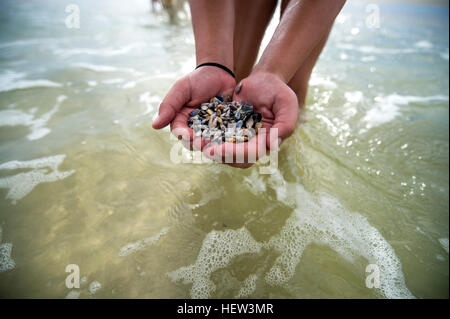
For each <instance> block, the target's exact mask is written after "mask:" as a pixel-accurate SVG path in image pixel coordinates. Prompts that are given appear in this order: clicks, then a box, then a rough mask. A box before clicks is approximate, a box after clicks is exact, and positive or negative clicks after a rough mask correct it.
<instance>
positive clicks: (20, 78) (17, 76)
mask: <svg viewBox="0 0 450 319" xmlns="http://www.w3.org/2000/svg"><path fill="white" fill-rule="evenodd" d="M25 76H26V74H25V73H17V72H13V71H9V70H6V71H4V72H3V73H1V74H0V92H7V91H13V90H21V89H28V88H37V87H52V88H57V87H62V84H60V83H57V82H53V81H50V80H46V79H36V80H26V79H24V78H25Z"/></svg>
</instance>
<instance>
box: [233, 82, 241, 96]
mask: <svg viewBox="0 0 450 319" xmlns="http://www.w3.org/2000/svg"><path fill="white" fill-rule="evenodd" d="M241 89H242V83H239V84H238V86H236V90H235V91H234V92H236V94H239V92H241Z"/></svg>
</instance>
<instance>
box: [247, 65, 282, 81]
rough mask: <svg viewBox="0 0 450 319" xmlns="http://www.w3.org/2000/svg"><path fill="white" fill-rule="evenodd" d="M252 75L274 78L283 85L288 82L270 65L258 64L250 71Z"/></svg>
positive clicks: (281, 74) (277, 70)
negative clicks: (281, 83) (251, 71)
mask: <svg viewBox="0 0 450 319" xmlns="http://www.w3.org/2000/svg"><path fill="white" fill-rule="evenodd" d="M252 75H263V76H267V77H272V78H276V79H278V80H279V81H282V82H283V83H285V84H287V83H288V82H289V79H288V78H287V77H286V76H285V75H284V74H283V73H282V72H281V71H280V70H279V69H277V68H276V67H271V66H270V65H265V64H261V63H258V64H257V65H256V66H255V67H254V68H253V70H252V73H251V74H250V76H252Z"/></svg>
**********
▶ **The problem**: Could you return the lines in the entries above that contain "rough"?

▶ **Task output**:
For each <instance> block, the target's exact mask is written after "mask:" as a pixel-accurate SVG path in image pixel coordinates. Prompts that are given appear in this order: clicks, then a box, then a rough mask. A box before clicks is approximate, a box after clicks is exact, and positive or negative clicks after a rough mask correct it.
rough mask: <svg viewBox="0 0 450 319" xmlns="http://www.w3.org/2000/svg"><path fill="white" fill-rule="evenodd" d="M252 75L274 78L283 85L288 82L270 65L258 64L250 71Z"/></svg>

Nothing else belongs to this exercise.